Document —
--- --- ---

# Replace Your Fuel Tank Sending Unit



## aaron520 (Mar 4, 2013)

*Need to Replace Your Fuel Tank Sending Unit?*








If your gas gauge has been acting boinky, or worse you're running out of gas on a regular basis, you might need to replace your fuel tank sending unit. Sounds bad, but in most cars it's fairly straightforward to replace a fuel tank sending unit (also known as the fuel sender). Check your manual, but if your car has a fuel tank sending unit located under the rear seat, where a large percentage of fuel senders are accessible, you're in luck. It's easy! We'll show you how to replace your fuel tank sending unit with ease.
What You'll Need:
flat head screwdriver
Phillips head screwdriver
hammer
open end wrenches
replacement fuel tank sending unit
*Getting to Your Fuel Tank Sending Unit*








Before you begin, disconnect the negative battery cable to be sure no electrical sparks are possible. You're dealing with gas which is highly flammable!

--- --- ---

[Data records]
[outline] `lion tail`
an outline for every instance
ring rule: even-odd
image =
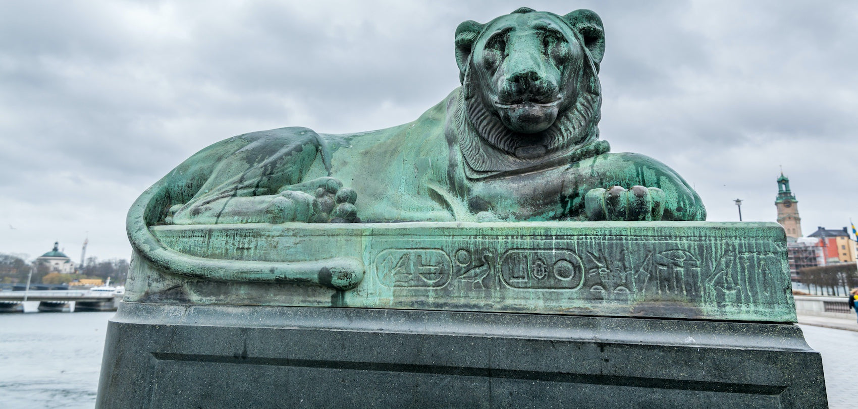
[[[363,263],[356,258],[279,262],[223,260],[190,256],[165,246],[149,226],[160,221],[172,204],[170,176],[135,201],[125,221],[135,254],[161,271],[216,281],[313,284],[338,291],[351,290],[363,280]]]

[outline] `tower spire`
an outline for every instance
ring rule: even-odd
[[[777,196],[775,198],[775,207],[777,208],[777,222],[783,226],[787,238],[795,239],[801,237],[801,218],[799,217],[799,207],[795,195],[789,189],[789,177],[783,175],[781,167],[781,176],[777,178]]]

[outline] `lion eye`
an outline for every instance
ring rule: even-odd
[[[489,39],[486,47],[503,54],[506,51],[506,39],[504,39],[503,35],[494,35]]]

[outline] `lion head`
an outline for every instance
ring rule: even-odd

--- --- ---

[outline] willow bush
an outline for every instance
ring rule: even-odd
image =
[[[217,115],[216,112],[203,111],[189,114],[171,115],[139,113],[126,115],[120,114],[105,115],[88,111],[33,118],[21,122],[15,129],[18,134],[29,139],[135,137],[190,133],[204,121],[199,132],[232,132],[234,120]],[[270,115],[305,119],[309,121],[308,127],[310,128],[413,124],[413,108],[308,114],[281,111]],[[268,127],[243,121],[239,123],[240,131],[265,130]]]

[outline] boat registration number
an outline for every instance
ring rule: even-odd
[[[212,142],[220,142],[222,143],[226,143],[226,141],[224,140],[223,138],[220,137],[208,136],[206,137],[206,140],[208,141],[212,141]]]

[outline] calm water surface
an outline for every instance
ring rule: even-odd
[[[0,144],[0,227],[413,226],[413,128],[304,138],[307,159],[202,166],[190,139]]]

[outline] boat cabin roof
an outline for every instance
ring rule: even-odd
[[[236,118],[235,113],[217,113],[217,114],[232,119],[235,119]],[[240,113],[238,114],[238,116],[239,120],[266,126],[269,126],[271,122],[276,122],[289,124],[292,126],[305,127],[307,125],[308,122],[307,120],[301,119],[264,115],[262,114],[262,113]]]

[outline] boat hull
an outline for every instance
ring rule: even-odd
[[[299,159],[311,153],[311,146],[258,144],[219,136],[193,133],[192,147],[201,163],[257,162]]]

--- --- ---

What to work on —
1. Pull out every line of the listing that contains the string "boat", matching case exactly.
2. Write the next part of the post on replacing a fuel tank sending unit, starting after its final sentence.
The listing has no connection to the text.

Results of the exercise —
1.
[outline] boat registration number
[outline] boat cabin roof
[outline] boat hull

2.
Your fuel tank sending unit is located in the top of the fuel tank, but is accessible under your back seat (or under the carpet in your trunk). The sending unit will be protected by an access cover, usually held on with a couple of screws.

Lift your back seat or trunk carpet and locate the access cover for your fuel tank sending unit. Remove the screws holding the cover in place and remove the access cover to reveal the fuel tank sending unit.
*Removing the Fuel Tank Sending Unit*








Safety Note: Gasoline is highly flammable. By removing the fuel tank sending unit, you are opening the gas tank. Be sure there are no sources of spark or flame nearby.
With the access cover removed, you'll see the fuel tank sending unit right there on top. It will have a wiring harness plugged into the top (this tells your gas gauge how much fuel is in the tank).

Unplug the wiring harness and move it safely to the side. If your fuel tank sending unit is screwed or bolted in place, remove the screws or bolts.

Some sending units are a "twist-lock" type. They work like the old twist-lock gas caps. You'll see a few notches along the outer ring of the sending unit. Place the tip of a sturdy flat head screwdriver in the notch and gently tap it counter-clockwise. The sending unit will rotate until it's loose. (the picture above shows the fuel tank out of the car to illustrate the fuel tank sending unit's location).

Now you can remove the fuel tank sending unit in one piece. Attached to it is a long rod with a float at the end, so you might have to try a couple of different angles to get it out.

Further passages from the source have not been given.